◆ **WHAT THE TASK REQUIRES**:
Gather every line in the listing below that contains the string "hillside", and copy each one out.

[Named-object pointing listing]
───
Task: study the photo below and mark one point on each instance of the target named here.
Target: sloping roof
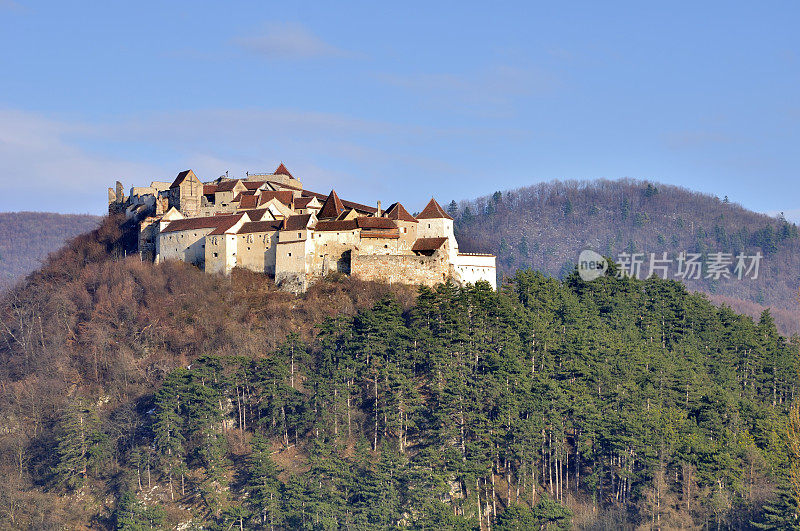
(428, 244)
(332, 226)
(259, 226)
(433, 211)
(376, 223)
(284, 196)
(226, 224)
(227, 186)
(205, 222)
(302, 202)
(253, 185)
(333, 206)
(348, 204)
(180, 178)
(281, 170)
(398, 212)
(256, 214)
(296, 222)
(248, 201)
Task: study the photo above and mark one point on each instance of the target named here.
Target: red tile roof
(428, 244)
(399, 213)
(333, 226)
(205, 222)
(302, 202)
(284, 196)
(376, 223)
(256, 214)
(380, 234)
(281, 170)
(248, 201)
(180, 178)
(226, 224)
(253, 185)
(259, 226)
(296, 222)
(433, 211)
(333, 206)
(347, 204)
(227, 186)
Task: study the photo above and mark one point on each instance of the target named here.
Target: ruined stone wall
(220, 253)
(406, 269)
(257, 252)
(187, 246)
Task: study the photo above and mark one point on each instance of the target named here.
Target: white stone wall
(471, 268)
(186, 245)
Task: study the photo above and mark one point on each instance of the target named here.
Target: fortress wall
(406, 269)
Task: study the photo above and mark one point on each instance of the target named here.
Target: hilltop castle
(269, 224)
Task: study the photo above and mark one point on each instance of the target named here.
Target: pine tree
(81, 444)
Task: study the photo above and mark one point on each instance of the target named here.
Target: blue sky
(400, 101)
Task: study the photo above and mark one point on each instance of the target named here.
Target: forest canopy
(141, 395)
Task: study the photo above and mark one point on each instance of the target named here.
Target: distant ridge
(26, 238)
(546, 225)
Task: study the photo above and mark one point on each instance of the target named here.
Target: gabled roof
(428, 244)
(281, 170)
(333, 226)
(398, 212)
(182, 176)
(253, 185)
(204, 222)
(227, 186)
(376, 223)
(248, 201)
(256, 214)
(259, 226)
(296, 222)
(347, 204)
(332, 208)
(284, 196)
(226, 224)
(433, 211)
(302, 202)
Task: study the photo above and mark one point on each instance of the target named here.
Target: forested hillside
(26, 238)
(138, 396)
(547, 225)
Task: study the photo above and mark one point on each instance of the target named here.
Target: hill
(26, 238)
(545, 227)
(137, 395)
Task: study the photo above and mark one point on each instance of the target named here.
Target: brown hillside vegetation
(91, 322)
(545, 226)
(26, 238)
(139, 396)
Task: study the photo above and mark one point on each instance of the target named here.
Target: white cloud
(289, 42)
(43, 170)
(791, 215)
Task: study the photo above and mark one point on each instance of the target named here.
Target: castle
(269, 224)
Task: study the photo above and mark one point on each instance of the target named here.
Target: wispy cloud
(289, 42)
(494, 90)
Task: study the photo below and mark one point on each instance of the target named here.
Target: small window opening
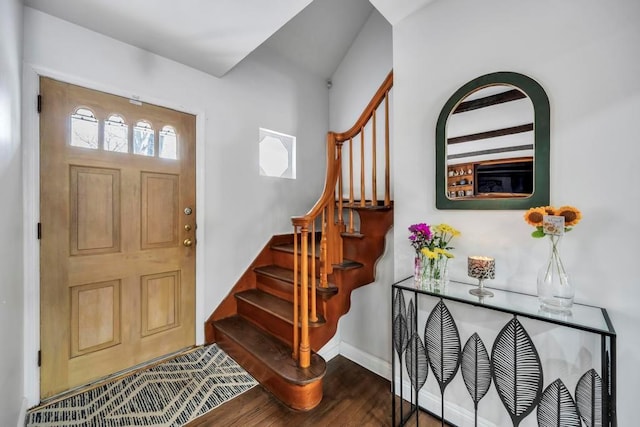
(115, 134)
(84, 129)
(168, 141)
(143, 139)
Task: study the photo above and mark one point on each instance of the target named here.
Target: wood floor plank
(353, 396)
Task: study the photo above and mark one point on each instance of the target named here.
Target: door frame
(31, 210)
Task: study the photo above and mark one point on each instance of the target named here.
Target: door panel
(117, 284)
(95, 210)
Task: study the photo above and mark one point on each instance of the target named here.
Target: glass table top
(579, 316)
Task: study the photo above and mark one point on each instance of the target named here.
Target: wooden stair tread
(368, 206)
(286, 274)
(354, 235)
(345, 264)
(270, 351)
(273, 305)
(288, 248)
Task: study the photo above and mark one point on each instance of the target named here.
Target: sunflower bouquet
(535, 217)
(433, 250)
(555, 290)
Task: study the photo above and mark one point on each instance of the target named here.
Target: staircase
(287, 304)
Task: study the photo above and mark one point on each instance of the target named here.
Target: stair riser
(299, 397)
(276, 326)
(280, 288)
(285, 259)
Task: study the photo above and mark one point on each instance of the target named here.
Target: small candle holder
(481, 268)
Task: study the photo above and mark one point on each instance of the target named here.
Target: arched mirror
(492, 145)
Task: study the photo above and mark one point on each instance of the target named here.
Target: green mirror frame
(535, 92)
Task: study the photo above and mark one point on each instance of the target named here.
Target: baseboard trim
(455, 414)
(22, 415)
(330, 349)
(366, 360)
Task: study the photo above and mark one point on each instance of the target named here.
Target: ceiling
(215, 35)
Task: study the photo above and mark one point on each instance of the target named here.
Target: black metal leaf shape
(411, 319)
(589, 398)
(557, 408)
(443, 344)
(400, 335)
(400, 331)
(476, 368)
(416, 360)
(516, 370)
(399, 307)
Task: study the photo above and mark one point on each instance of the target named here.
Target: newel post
(304, 353)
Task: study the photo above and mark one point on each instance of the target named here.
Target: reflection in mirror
(492, 145)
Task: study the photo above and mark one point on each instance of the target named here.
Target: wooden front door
(117, 254)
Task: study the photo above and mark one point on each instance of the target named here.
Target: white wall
(585, 55)
(237, 210)
(11, 306)
(362, 71)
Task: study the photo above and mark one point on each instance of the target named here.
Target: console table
(592, 403)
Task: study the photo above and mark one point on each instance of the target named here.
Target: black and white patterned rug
(169, 394)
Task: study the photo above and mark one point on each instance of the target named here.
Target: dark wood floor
(353, 396)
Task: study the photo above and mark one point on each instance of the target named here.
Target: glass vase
(431, 274)
(555, 289)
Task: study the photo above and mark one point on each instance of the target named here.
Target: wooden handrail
(368, 111)
(331, 223)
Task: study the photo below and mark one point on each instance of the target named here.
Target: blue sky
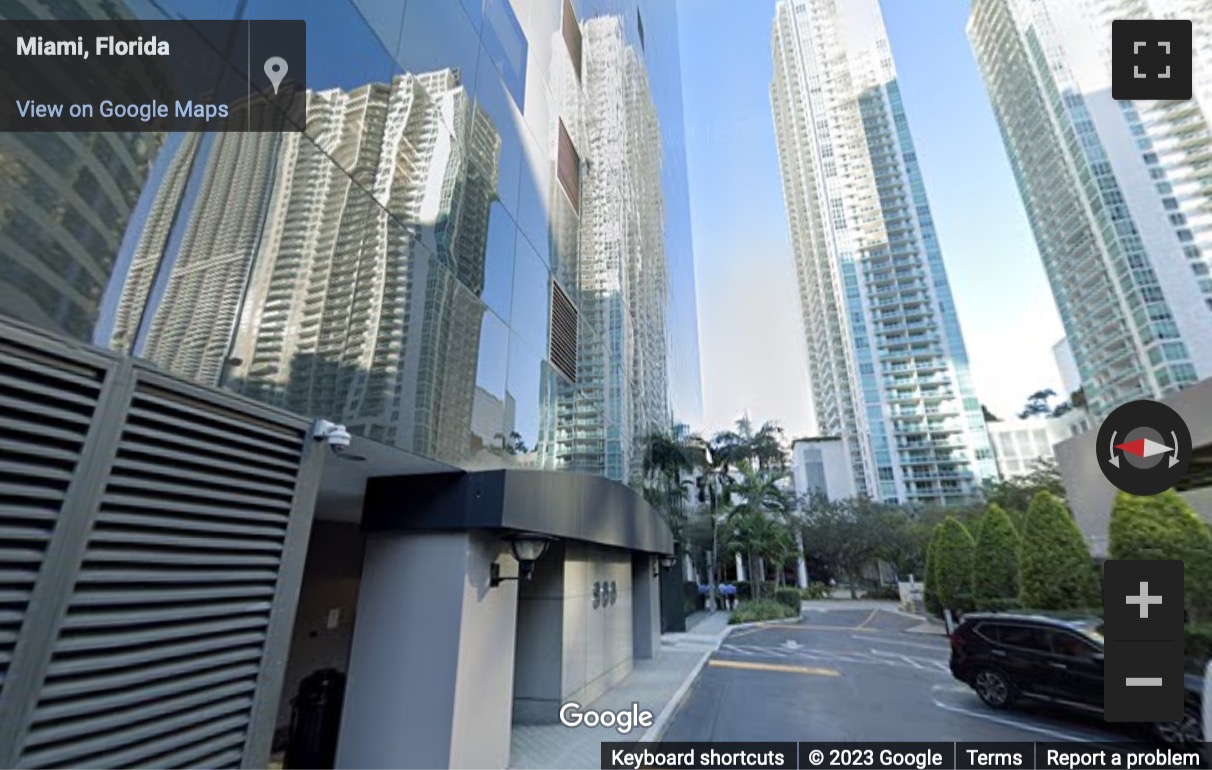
(750, 332)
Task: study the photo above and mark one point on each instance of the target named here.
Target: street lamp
(665, 563)
(527, 548)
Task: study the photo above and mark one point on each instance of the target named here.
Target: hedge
(995, 564)
(1055, 563)
(760, 610)
(954, 552)
(930, 586)
(1165, 526)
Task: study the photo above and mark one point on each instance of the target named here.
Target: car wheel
(1185, 733)
(994, 688)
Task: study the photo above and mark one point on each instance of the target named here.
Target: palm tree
(759, 496)
(667, 468)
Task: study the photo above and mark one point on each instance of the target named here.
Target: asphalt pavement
(855, 674)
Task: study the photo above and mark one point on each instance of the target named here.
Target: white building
(822, 466)
(1116, 192)
(1019, 445)
(889, 371)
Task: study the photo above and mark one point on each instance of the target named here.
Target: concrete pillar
(645, 606)
(430, 676)
(801, 566)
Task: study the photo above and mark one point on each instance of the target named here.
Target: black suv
(1006, 656)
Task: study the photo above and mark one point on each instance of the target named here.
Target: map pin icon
(275, 69)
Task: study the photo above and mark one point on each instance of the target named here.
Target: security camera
(336, 435)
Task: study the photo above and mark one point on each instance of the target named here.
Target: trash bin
(315, 720)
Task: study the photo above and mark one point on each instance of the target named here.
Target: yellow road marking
(775, 667)
(850, 628)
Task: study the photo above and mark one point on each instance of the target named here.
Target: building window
(569, 167)
(572, 36)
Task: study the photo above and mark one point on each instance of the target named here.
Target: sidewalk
(657, 685)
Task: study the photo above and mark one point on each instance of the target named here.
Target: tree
(995, 565)
(1056, 570)
(759, 503)
(954, 551)
(1165, 526)
(849, 534)
(1015, 495)
(1038, 404)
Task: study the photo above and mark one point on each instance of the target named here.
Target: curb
(758, 623)
(652, 735)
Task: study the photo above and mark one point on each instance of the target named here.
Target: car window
(1070, 645)
(1025, 637)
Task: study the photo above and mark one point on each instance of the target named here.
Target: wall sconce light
(527, 549)
(665, 563)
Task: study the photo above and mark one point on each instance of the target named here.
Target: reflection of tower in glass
(622, 389)
(66, 200)
(343, 262)
(355, 311)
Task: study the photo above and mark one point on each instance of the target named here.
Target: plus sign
(1144, 599)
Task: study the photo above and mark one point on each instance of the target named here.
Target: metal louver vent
(571, 30)
(562, 346)
(158, 656)
(569, 167)
(45, 412)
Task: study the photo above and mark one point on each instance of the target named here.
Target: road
(853, 674)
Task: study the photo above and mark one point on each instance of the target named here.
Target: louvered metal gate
(152, 545)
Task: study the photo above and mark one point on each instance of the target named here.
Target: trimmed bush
(995, 564)
(760, 610)
(789, 597)
(1165, 526)
(1055, 564)
(815, 592)
(954, 552)
(1198, 643)
(884, 593)
(998, 604)
(930, 585)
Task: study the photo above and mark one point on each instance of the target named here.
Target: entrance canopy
(569, 506)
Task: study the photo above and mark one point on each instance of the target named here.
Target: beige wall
(330, 582)
(569, 650)
(598, 643)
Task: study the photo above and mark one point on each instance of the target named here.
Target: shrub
(954, 551)
(788, 597)
(691, 599)
(1165, 526)
(815, 592)
(930, 585)
(998, 604)
(995, 563)
(1198, 643)
(760, 610)
(882, 592)
(1055, 564)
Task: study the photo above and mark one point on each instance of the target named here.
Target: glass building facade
(478, 250)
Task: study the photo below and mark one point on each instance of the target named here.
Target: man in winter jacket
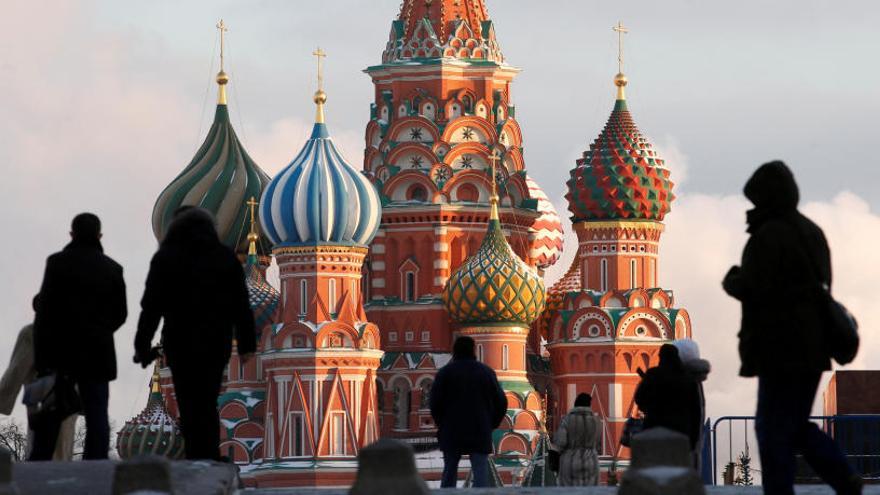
───
◆ **EXERCISE RESULT**:
Target: forested hillside
Target: brown hillside vegetation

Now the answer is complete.